(Beginning of Records to process)

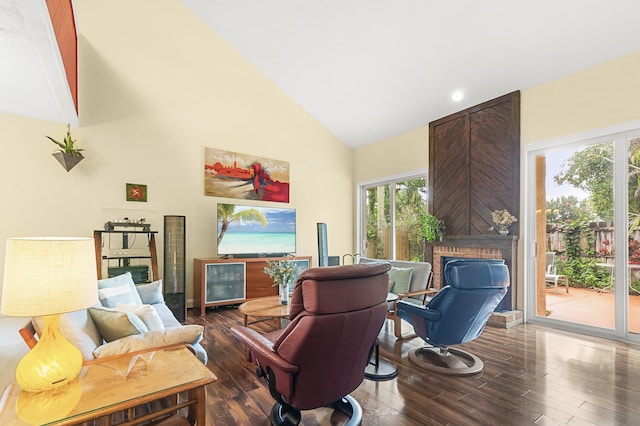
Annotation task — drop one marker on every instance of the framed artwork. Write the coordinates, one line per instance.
(234, 175)
(136, 192)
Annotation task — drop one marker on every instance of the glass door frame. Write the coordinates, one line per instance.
(361, 190)
(619, 136)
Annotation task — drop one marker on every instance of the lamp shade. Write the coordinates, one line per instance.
(46, 276)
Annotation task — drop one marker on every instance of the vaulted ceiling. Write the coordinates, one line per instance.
(365, 69)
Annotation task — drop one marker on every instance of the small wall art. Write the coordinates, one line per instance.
(234, 175)
(136, 192)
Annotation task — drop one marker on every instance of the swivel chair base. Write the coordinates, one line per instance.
(286, 415)
(454, 362)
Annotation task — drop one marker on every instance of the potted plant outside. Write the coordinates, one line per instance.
(67, 155)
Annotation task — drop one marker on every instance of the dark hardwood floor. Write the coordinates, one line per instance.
(532, 375)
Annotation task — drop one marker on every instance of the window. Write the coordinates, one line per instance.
(389, 219)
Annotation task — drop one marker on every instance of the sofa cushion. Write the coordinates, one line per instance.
(402, 279)
(114, 324)
(79, 329)
(120, 289)
(146, 313)
(187, 334)
(168, 319)
(151, 293)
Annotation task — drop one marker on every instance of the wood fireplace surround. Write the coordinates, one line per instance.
(474, 169)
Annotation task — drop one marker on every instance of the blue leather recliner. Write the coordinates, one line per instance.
(457, 314)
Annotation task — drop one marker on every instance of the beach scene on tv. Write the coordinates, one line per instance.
(255, 231)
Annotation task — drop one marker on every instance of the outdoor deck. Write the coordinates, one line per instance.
(590, 307)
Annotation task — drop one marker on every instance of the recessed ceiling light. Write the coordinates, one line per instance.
(457, 96)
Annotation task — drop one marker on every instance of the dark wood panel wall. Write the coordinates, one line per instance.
(474, 166)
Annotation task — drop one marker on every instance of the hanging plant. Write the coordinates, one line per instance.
(67, 155)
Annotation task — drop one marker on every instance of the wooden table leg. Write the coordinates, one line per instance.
(198, 412)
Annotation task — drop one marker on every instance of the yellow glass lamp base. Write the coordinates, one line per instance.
(38, 408)
(52, 363)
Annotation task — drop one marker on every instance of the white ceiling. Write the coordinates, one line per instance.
(32, 78)
(366, 69)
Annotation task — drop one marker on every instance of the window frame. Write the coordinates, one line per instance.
(392, 180)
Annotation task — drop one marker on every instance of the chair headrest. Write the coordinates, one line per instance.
(476, 274)
(333, 289)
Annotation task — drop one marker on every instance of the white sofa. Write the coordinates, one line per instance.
(128, 318)
(410, 281)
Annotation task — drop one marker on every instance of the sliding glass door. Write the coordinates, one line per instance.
(585, 264)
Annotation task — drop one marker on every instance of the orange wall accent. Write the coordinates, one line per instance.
(64, 28)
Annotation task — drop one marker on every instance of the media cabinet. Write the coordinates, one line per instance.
(219, 281)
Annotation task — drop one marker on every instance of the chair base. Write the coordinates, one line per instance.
(286, 415)
(454, 362)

(End of Records to process)

Exercise description:
Retype the data above exactly; pictures are not part of the copy.

Problem solution:
Annotation task — drop one marker on every instance of the framed artwork. Write the coordinates, one line per instance.
(234, 175)
(136, 192)
Annotation task — drop one marker on every instance of the glass door frame. Write the coordinates, one line per instance.
(361, 190)
(619, 136)
Annotation task — drop one marker on every instance of the lamp shade. Write the coordinates, one line per instance.
(46, 276)
Annotation task — drop one marker on every instance of the vaulted ceiling. Write the coordinates, one line per instance.
(365, 69)
Annotation task — drop one marker on every instance of the small wall art. Write the coordinates, one line per instance.
(234, 175)
(136, 192)
Annotation task — drop one marker on every instance of the swivel chair base. Write the coordinates, one line per instance.
(286, 415)
(454, 362)
Annotation task — drop one marker on every instance of the potted plant outside. Write the coordinates, one line per instance.
(67, 155)
Annotation task — drop one marker on every instance of the dark hardwood floor. Write the coordinates, one line per instance.
(532, 375)
Annotation task — drop one marker on every instance of the window. Write the coordinates, one line per instance.
(389, 219)
Annotation task — drop one marker on every instance of the sofa cushion. Write the coordinates, one line per instance.
(402, 279)
(114, 324)
(79, 329)
(120, 289)
(146, 313)
(187, 334)
(168, 319)
(151, 293)
Annotation task — drop one marker on every instance of the wood fireplace surround. Write the coordinates, one line per instance.
(474, 169)
Annotation task — drop one marker on every instance of the blue leather recliner. Write the coordinates, one line per instance.
(457, 314)
Annotation task — drop one marker on every instance of the beach scene on tv. Write the coordinates, one line per instance.
(255, 231)
Annotation task — drop one marker on every instance of the outdoor deck. Write the coordinates, one line per instance.
(590, 307)
Annotation task — drop one marker on every instance of the recessed ceiling light. Write the coordinates, one line per instance.
(457, 96)
Annotation task — drop one marker on every instance of the dark wood panel wall. Write the coordinates, one line per instance.
(474, 166)
Annotation task — drop one marker on every instance of the hanging plant. Write the coordinates, one line per instance.
(67, 155)
Annotation task — drop one marker on every instance of the wooden table leg. Write the coordinates, one line per instance.
(198, 412)
Annotation task — drop one marker on every instance of the yellow glass lamp base. Write the coordinates, one line per instance.
(38, 408)
(52, 363)
Annotation task — drop one marker on every instance of the white ceiling. Write the coordinates, one line per instance.
(32, 78)
(366, 69)
Annotation task — drop one marker on every instance of the window frame. Write the coordinates, one line per instance.
(392, 180)
Annotation task — drop one marker on every instance of the chair headrest. Write the coordinates, one line per instance.
(476, 274)
(333, 289)
Annotation task — drop one marker on every instance of the white sofa. Write the coordinates, one line per instance.
(128, 318)
(410, 281)
Annotation task — drop one marker on every instance of the sliding glass door. Write the coordinates, one line per instance.
(585, 264)
Annotation task — drop one marker on every instance of the orange wall accent. Write the coordinates, one line per instance.
(64, 28)
Annotation task — drop one marker on every instance of the media cabinet. Write the coordinates, one line per instance.
(219, 281)
Annotation task — drop one marker on every instance of the chair base. Write the coordinates, one line per instance.
(286, 415)
(454, 362)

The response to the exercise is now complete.